Leave the pictures out and transcribe every record exactly.

## BEGIN Provided data

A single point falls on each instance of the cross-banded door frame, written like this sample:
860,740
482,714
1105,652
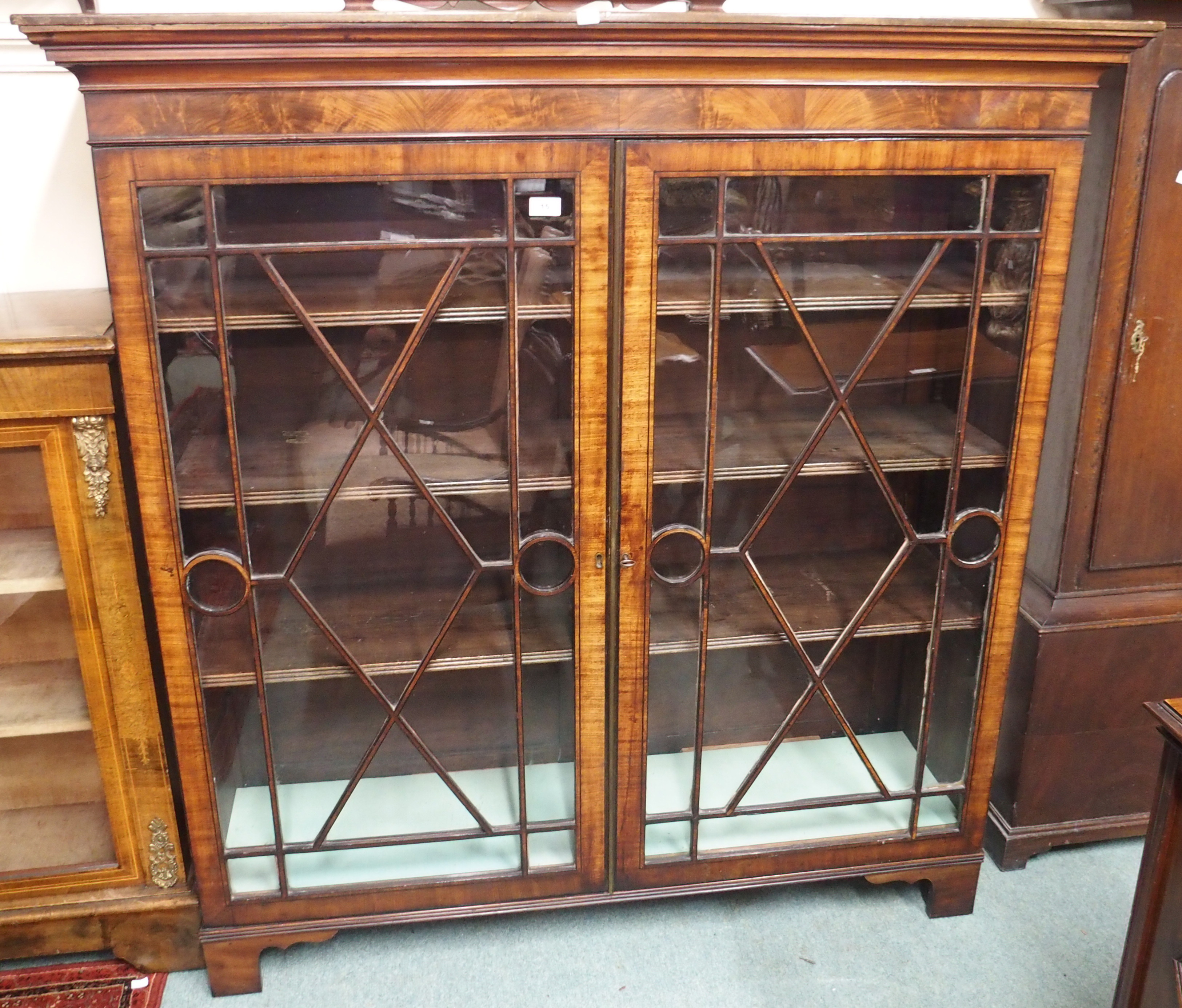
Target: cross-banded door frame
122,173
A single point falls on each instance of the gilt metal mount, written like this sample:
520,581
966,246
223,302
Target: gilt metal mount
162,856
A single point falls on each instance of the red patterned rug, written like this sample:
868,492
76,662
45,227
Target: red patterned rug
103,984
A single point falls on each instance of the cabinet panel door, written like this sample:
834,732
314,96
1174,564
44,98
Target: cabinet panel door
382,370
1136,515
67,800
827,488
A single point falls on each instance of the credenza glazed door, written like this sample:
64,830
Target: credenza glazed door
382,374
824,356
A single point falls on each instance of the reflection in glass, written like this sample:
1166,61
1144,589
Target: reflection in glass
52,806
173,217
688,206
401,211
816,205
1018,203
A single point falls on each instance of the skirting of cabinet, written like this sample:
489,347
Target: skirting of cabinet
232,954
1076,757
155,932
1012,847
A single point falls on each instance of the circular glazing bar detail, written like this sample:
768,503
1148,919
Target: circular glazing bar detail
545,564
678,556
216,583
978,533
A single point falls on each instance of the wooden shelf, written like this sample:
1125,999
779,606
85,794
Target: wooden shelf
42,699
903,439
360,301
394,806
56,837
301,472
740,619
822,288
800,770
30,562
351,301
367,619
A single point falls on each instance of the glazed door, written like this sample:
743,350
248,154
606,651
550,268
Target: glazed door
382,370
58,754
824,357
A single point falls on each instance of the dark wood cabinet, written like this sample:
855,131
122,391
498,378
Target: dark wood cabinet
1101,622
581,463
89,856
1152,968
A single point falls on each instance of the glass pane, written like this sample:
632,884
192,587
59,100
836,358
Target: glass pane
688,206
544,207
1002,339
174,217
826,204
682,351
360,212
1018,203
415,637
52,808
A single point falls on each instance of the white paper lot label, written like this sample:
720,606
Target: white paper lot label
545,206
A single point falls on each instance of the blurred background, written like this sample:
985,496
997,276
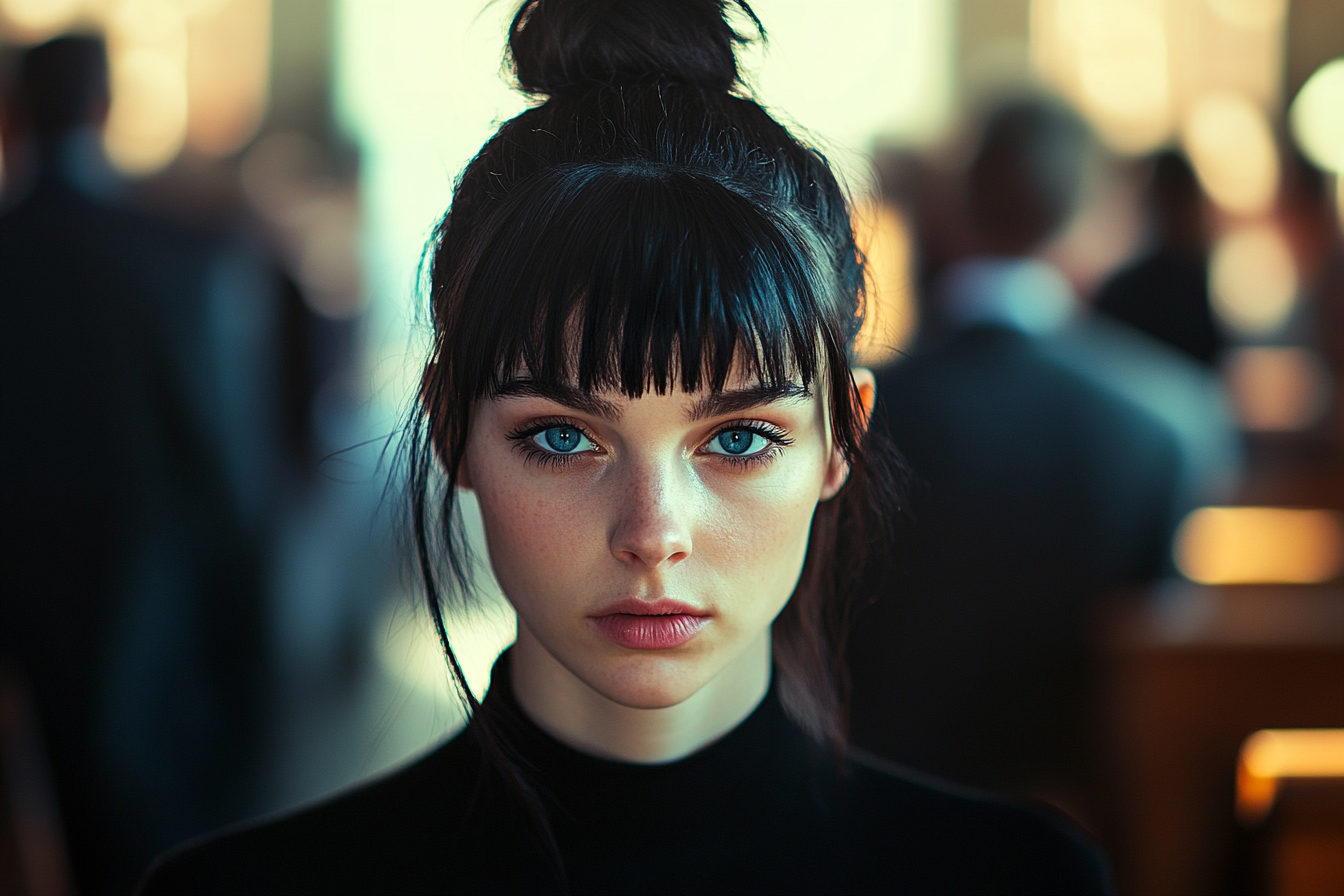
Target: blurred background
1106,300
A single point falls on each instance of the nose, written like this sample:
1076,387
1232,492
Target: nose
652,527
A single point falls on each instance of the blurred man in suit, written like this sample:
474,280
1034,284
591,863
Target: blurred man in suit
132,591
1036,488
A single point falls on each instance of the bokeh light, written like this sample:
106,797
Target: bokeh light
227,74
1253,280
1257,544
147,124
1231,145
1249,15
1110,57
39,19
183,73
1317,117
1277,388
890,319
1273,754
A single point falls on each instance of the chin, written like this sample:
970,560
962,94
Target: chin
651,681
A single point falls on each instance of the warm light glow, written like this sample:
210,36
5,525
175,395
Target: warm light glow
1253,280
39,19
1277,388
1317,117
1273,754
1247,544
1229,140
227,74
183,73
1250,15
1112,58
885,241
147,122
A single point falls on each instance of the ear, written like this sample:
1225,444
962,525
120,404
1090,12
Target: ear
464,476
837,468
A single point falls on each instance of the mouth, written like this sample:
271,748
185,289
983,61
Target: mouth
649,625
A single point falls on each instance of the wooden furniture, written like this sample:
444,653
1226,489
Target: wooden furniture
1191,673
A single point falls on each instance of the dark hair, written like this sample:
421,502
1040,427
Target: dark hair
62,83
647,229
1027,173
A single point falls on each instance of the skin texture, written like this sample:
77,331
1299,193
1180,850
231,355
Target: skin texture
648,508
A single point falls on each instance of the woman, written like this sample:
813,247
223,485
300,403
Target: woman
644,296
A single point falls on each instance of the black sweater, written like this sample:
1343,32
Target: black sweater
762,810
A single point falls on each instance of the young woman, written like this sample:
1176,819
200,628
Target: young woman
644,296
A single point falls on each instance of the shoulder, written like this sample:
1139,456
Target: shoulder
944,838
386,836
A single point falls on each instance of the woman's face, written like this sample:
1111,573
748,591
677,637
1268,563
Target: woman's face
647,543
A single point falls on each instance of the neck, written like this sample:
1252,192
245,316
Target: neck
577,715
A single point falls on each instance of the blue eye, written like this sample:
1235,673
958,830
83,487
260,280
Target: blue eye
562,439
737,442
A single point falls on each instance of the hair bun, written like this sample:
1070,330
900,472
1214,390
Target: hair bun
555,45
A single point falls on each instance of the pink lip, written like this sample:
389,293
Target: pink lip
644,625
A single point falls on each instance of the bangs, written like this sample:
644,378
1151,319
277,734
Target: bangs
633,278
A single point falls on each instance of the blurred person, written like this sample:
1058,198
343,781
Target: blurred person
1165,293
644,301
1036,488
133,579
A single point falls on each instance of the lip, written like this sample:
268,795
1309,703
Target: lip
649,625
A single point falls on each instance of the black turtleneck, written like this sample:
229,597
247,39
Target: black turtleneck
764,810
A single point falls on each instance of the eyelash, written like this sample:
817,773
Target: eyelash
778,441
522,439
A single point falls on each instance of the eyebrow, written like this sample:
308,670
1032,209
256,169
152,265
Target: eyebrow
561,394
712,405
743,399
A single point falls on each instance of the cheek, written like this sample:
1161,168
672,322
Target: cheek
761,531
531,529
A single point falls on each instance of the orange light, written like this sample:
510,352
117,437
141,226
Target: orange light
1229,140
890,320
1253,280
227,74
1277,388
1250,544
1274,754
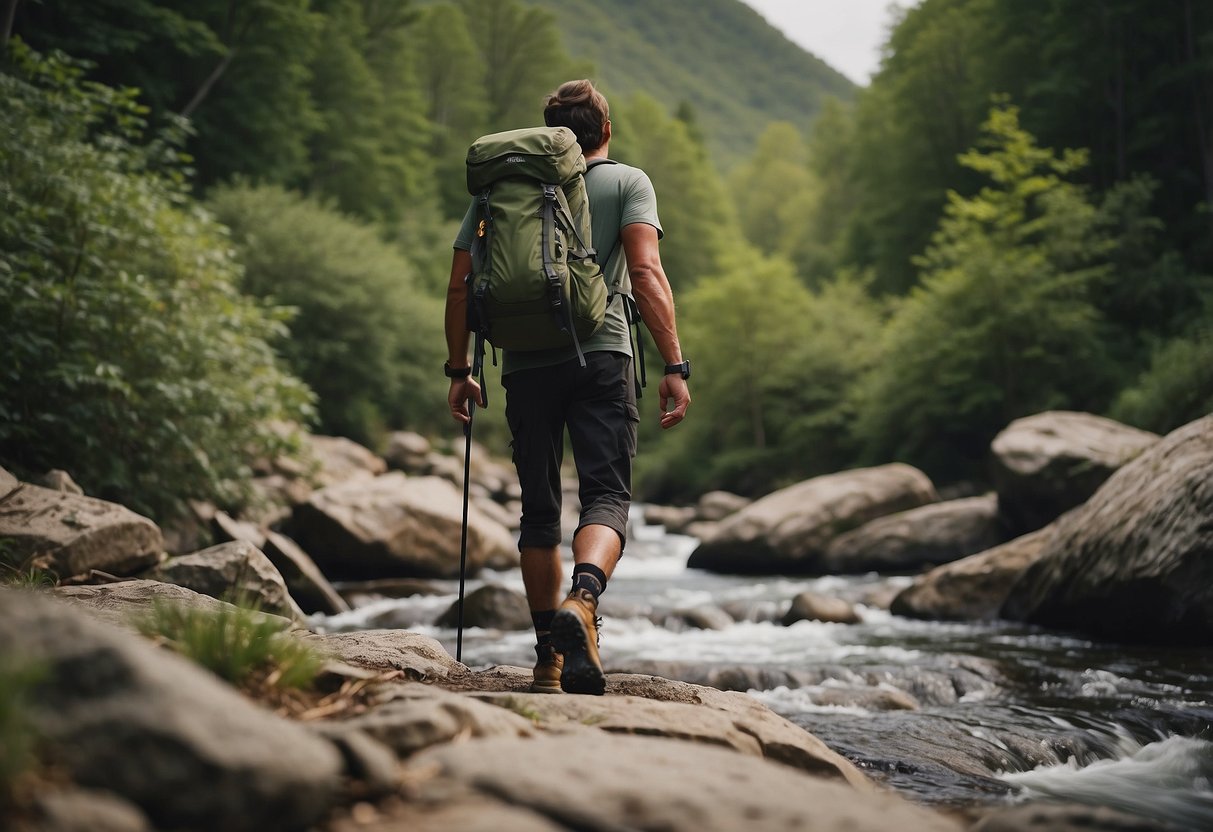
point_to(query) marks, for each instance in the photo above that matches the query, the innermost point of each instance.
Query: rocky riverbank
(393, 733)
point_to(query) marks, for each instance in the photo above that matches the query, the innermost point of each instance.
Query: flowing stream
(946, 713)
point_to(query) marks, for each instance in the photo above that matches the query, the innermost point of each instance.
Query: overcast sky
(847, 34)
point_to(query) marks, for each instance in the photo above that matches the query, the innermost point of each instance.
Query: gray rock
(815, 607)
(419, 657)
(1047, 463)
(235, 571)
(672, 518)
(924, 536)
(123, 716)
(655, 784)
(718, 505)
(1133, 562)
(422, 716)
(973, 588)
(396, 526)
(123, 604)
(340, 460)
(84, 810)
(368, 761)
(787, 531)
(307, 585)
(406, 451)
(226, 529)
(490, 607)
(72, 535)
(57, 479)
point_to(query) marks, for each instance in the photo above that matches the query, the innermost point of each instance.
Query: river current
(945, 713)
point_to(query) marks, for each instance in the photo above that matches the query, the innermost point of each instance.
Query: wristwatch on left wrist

## END Provided data

*The reply*:
A single point falls on each instance of the cross-banded door frame, written like this sample:
860,740
482,714
1105,652
Target: cross-banded door frame
122,173
A single point falls on each instance of the gilt metal mount, written like this sample:
520,581
966,246
223,302
Target: gilt metal mount
162,856
A single point falls on each instance of the red patterned rug, written like this sample:
868,492
76,662
45,227
Target: red patterned rug
103,984
A single point falls on each instance of the cabinet panel door, written like this sample:
834,732
314,96
1174,564
44,98
Target: cabinet panel door
382,370
1136,515
67,800
827,488
A single point falls on each instance of the credenza glazed door, written like this sample:
64,830
Target: credenza glazed door
382,374
824,356
A single point falls on each instance of the reflection in glass, written like this sample:
1166,61
1144,589
Target: reflection in glass
52,806
173,217
688,206
401,211
816,205
1018,203
A single point falls on each instance of the skirting of cabinet, written like this sample:
489,347
Target: skirting of cabinet
232,954
1076,757
155,932
1012,847
A single point falls on each instance of the circular glazing bar detail, written like this sample:
768,503
1148,919
Target: circular glazing bar detail
545,564
678,556
216,583
978,533
A single point falls on each instance of the wooden shelf, written like this sample:
1125,999
779,606
85,794
Target: wooden shelf
42,699
903,439
360,301
394,806
56,837
301,472
740,619
822,288
800,770
30,562
351,301
367,619
A single point falls on each instance of the glazed door, written like this sample:
743,350
248,154
606,651
550,268
Target: glazed door
382,370
58,754
824,357
A single point falls on each instance of the dark wood cabinet, written like this sample:
855,131
122,391
498,378
Target: dark wood cabinet
1101,622
581,463
89,856
1152,968
A single point falls on each instance of the glass pane, written like this sample:
632,884
192,587
59,100
836,358
Target: glass pane
688,206
544,207
1002,339
174,217
826,204
682,351
360,212
1018,203
415,637
52,808
A single point falls on each instance of the white paper lot label, written like this sample:
720,606
Target: white paper lot label
545,206
A single point falls on each instance of the blurred background, written like this sample:
985,496
997,276
Target: blurred background
1106,300
A single point falls on each instance of the nose, written like this sample:
1076,387
1232,492
Target: nose
652,527
A single point falls on each instance of the blurred man in suit, written like this sample:
474,280
1034,284
591,863
Target: blurred man in suit
132,591
1036,488
A single point falls on each instance of the bokeh light, written like this sample:
106,797
Target: bokeh light
227,74
1253,280
1257,544
147,124
1231,145
1249,15
1110,57
39,19
183,73
1317,117
1277,388
890,319
1273,754
A single point falls on each instance of the chin, written like this sample:
970,560
962,94
Target: chin
651,681
A single point falls on each instance of the warm light glow, written like this sample:
210,36
5,525
175,395
Target: warm light glow
1253,280
39,19
1277,388
1317,117
1273,754
1247,544
1229,140
227,74
183,73
1250,15
1112,58
885,241
147,122
A single point falls on each instance of the ear, written like this sample:
1225,444
962,525
120,404
1090,12
Target: ear
464,476
837,468
A single point falls on each instance of the mouth, written like this sample:
271,748
185,289
983,61
Target: mouth
649,625
A single point falls on each instance of the wooden furniture, written like this sample:
444,653
1226,489
Target: wooden furniture
1191,673
A single point falls on each instance of the dark hair, written like this sample:
421,502
1040,427
Target: dark hair
62,83
647,229
1027,173
A single point falls on each instance of the skin texture, written like this sample:
77,331
1299,193
1180,850
231,355
Target: skin texture
648,508
A single point falls on each instance of the woman, written like this sample:
813,247
223,485
300,403
Target: woman
644,296
A single point falls on each instance of the black sweater, written like this sample:
1343,32
Target: black sweater
762,810
A single point falls on each instance of the young woman, written like this sample:
1176,819
200,628
Target: young woman
644,296
A single point falls on each instance of the shoulder, written like this sample:
1139,456
Target: shoulder
944,838
386,836
A single point falls on each instance of the woman's face, written like this sample:
1111,573
748,591
677,637
1268,563
Target: woman's face
647,543
A single point falls on each instance of the neck, written like this sample:
1252,192
245,316
Target: neck
577,715
A single point falls on each instance of the blue eye, written like this sample:
1235,673
958,830
83,487
260,280
Target: blue eye
562,439
737,442
A single point falls on each instance of the hair bun, written like this sample:
1070,330
900,472
1214,390
Target: hair bun
555,45
A single point falls on each instance of the pink lip, written like this sample:
389,293
Target: pink lip
644,625
A single point falls on each instance of the bangs, written like this sample:
644,378
1151,319
277,734
Target: bangs
633,278
A single point falls on each instance of the blurred person, written like this sample:
1058,198
343,781
Target: blurred person
1165,293
644,301
1036,488
133,579
A single point falls on each instance of the lip, written like this sample:
268,795
1309,703
Target: lip
649,625
A single point falls on each instance of the black turtleneck, written like this sample:
229,597
247,39
Target: black turtleneck
764,810
A single point falls on each instance of the eyelash, written like this sample:
817,773
Target: eyelash
778,441
522,439
A single point falls on each instance of the eyebrow, written like this sample:
308,670
1032,209
256,169
152,265
Target: eyebrow
561,394
712,405
743,399
A single point falls on each instance of the cheek, written like this sample:
1161,168
672,322
Target: cheek
761,531
531,529
A single point falls on each instance of the orange light, written like this sample:
510,352
117,437
141,226
Target: orange light
1229,140
890,320
1253,280
227,74
1277,388
1250,544
1274,754
point_to(query) marks, for each instance in the photo above that matches the query, the innermost point of each instance.
Query: rocky riverbank
(393, 733)
point_to(query) marks, for each instance in the photo above that matches the query, the innermost point of each instance.
Query: flowing stream
(946, 713)
point_to(query) marks, for each instance in the photo above that matches the query, the innermost point of each instance.
Query: overcast sky
(847, 34)
point_to(query) marks, for each instance in the photo above that matches the query, the innermost point of each instance.
Query: gray rock
(815, 607)
(419, 657)
(1047, 463)
(235, 571)
(672, 518)
(924, 536)
(123, 716)
(655, 784)
(718, 505)
(1133, 562)
(422, 716)
(973, 588)
(396, 526)
(123, 604)
(340, 460)
(84, 810)
(368, 761)
(787, 531)
(307, 585)
(406, 451)
(226, 529)
(490, 607)
(72, 535)
(57, 479)
point_to(query) marks, for each instance in the photo above that matches the query, the innermost point of each instance.
Query: river current
(945, 713)
point_to(query) marks, for each instance in the photo above that matches the query, the innermost point of each instance.
Query: wristwatch on left wrist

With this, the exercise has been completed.